Begin at the first line of the records below and, please, give each line again exactly until the line with "find window frame" is included.

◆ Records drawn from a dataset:
....
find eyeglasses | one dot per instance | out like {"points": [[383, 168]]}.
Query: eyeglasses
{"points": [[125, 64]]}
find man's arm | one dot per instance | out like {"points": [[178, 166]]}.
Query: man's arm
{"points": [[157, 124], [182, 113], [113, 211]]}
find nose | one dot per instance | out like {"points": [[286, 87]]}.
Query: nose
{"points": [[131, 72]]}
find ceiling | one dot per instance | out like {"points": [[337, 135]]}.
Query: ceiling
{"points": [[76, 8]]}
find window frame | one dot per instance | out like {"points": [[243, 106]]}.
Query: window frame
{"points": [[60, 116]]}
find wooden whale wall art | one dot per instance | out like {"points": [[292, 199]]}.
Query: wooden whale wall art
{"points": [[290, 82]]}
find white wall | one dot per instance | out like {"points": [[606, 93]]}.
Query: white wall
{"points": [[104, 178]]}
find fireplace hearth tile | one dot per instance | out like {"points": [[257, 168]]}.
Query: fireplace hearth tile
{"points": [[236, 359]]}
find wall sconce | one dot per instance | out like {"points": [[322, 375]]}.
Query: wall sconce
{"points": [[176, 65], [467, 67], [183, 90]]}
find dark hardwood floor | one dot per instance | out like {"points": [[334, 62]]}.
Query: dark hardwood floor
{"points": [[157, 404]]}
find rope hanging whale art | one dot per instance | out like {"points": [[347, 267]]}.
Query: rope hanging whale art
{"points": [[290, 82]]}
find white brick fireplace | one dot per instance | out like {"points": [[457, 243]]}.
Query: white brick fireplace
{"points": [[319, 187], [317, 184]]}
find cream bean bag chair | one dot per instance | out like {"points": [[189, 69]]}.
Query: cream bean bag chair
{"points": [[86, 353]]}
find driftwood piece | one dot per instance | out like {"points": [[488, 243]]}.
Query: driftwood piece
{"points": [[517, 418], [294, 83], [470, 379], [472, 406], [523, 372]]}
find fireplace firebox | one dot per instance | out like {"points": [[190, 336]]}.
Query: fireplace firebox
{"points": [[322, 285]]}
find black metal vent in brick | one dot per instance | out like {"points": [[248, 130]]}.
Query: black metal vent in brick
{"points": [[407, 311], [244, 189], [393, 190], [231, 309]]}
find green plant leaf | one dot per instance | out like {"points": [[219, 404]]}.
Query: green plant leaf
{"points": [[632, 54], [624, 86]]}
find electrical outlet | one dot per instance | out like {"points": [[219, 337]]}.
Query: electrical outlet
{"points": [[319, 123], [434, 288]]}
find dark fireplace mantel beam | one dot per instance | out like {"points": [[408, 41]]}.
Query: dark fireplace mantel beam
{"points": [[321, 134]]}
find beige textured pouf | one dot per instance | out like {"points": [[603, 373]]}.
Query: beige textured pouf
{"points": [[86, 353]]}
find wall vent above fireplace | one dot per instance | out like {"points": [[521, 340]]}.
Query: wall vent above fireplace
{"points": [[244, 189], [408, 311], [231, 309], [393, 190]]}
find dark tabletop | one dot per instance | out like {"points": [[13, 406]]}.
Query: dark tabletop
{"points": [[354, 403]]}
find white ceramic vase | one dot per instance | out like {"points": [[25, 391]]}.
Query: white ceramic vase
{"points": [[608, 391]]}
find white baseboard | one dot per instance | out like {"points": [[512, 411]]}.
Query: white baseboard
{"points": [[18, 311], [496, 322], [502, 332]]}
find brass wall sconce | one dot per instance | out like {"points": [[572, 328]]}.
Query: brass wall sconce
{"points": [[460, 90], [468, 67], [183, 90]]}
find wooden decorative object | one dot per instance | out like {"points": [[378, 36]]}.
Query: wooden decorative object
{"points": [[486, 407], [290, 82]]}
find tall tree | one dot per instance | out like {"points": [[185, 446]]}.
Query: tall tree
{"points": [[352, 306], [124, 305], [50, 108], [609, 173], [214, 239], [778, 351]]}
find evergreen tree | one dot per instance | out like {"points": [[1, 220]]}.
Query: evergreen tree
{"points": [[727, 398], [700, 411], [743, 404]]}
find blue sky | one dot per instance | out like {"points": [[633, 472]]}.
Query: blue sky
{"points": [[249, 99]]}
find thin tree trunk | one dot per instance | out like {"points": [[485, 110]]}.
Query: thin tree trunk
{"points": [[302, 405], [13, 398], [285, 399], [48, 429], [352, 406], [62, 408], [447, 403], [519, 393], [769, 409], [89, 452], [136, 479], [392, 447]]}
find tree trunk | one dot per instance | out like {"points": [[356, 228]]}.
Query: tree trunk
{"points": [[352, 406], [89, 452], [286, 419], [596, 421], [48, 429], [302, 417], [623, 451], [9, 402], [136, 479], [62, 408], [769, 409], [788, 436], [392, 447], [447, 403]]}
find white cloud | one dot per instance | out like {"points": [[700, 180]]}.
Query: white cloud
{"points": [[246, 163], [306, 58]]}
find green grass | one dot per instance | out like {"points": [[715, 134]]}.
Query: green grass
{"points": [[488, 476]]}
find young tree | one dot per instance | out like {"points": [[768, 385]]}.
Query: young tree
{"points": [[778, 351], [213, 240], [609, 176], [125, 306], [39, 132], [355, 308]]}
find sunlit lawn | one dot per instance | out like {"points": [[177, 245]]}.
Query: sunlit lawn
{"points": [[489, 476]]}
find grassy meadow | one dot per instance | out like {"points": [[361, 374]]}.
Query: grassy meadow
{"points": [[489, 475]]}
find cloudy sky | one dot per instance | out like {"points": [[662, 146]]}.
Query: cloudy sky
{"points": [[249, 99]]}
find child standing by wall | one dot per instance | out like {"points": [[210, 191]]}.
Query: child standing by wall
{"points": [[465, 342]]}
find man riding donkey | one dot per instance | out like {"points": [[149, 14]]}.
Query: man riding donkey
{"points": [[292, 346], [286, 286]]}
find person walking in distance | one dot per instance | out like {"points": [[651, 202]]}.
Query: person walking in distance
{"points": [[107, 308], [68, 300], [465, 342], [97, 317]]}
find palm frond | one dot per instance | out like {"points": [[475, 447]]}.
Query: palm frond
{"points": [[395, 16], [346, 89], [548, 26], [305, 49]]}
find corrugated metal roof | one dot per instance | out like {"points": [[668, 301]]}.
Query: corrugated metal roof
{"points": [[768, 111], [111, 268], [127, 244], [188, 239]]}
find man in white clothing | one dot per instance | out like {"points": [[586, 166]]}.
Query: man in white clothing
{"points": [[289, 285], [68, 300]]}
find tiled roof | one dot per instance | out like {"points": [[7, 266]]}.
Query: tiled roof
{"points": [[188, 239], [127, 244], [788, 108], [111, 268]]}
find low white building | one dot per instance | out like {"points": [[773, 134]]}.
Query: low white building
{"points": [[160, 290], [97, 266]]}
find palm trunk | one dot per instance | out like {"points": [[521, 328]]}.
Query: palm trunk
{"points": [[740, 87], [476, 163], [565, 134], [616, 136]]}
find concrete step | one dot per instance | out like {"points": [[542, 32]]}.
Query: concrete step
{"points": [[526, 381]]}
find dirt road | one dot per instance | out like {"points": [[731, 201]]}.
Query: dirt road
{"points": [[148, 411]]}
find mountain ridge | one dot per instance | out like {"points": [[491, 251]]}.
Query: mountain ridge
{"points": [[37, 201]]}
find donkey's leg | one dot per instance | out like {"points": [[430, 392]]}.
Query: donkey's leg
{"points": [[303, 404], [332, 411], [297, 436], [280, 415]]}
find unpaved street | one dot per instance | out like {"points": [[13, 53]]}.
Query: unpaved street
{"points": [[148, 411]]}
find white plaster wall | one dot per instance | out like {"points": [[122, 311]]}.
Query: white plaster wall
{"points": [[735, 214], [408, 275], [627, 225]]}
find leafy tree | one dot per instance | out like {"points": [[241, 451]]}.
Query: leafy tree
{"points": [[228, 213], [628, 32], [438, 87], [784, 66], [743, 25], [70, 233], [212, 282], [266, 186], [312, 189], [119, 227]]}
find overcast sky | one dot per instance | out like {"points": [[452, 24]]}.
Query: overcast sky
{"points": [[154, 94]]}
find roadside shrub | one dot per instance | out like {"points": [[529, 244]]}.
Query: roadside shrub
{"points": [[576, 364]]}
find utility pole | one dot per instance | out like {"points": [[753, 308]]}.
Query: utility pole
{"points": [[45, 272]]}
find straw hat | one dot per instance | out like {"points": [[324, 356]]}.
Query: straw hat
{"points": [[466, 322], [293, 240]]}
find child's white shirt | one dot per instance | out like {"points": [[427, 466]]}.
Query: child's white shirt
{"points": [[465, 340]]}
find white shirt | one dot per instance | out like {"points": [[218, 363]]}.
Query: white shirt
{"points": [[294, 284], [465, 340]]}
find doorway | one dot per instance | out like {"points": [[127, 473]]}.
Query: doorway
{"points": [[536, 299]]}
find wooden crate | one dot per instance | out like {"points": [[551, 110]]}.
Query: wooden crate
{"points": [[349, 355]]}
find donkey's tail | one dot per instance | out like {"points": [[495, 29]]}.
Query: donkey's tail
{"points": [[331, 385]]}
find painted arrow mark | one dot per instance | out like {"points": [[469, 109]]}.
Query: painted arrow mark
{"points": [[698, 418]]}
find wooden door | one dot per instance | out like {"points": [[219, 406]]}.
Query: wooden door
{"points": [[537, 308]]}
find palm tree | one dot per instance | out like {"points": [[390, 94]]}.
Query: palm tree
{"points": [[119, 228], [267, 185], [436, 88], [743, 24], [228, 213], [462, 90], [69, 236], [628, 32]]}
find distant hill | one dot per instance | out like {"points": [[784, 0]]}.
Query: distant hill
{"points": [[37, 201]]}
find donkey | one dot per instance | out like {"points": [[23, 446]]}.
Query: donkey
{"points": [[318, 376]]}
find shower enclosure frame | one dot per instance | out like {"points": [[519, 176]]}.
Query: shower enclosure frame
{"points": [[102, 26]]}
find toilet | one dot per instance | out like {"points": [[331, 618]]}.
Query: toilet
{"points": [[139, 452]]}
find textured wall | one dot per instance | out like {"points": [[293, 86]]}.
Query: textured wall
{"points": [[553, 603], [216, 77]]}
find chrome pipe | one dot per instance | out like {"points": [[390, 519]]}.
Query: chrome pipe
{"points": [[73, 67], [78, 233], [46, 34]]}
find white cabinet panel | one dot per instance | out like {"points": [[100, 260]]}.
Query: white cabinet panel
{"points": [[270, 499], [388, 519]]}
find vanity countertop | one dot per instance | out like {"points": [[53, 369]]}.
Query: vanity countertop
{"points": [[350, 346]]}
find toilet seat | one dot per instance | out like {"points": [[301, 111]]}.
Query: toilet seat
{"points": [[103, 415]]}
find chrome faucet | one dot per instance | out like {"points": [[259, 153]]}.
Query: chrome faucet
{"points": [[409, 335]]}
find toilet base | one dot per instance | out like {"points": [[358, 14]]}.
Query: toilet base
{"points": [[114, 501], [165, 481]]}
....
◆ EXERCISE RESPONSE:
find eyeglasses | one dot per instance | out like {"points": [[383, 168]]}.
Query: eyeglasses
{"points": [[125, 64]]}
find man's arm | one dot per instance | out like {"points": [[178, 166]]}.
Query: man's arm
{"points": [[157, 124], [182, 113], [113, 211]]}
find nose | one dot per instance | out like {"points": [[286, 87]]}.
Query: nose
{"points": [[131, 72]]}
find ceiling | one dot per instance | out like {"points": [[337, 135]]}.
Query: ceiling
{"points": [[76, 8]]}
find window frame | one dot per instance | out like {"points": [[243, 106]]}.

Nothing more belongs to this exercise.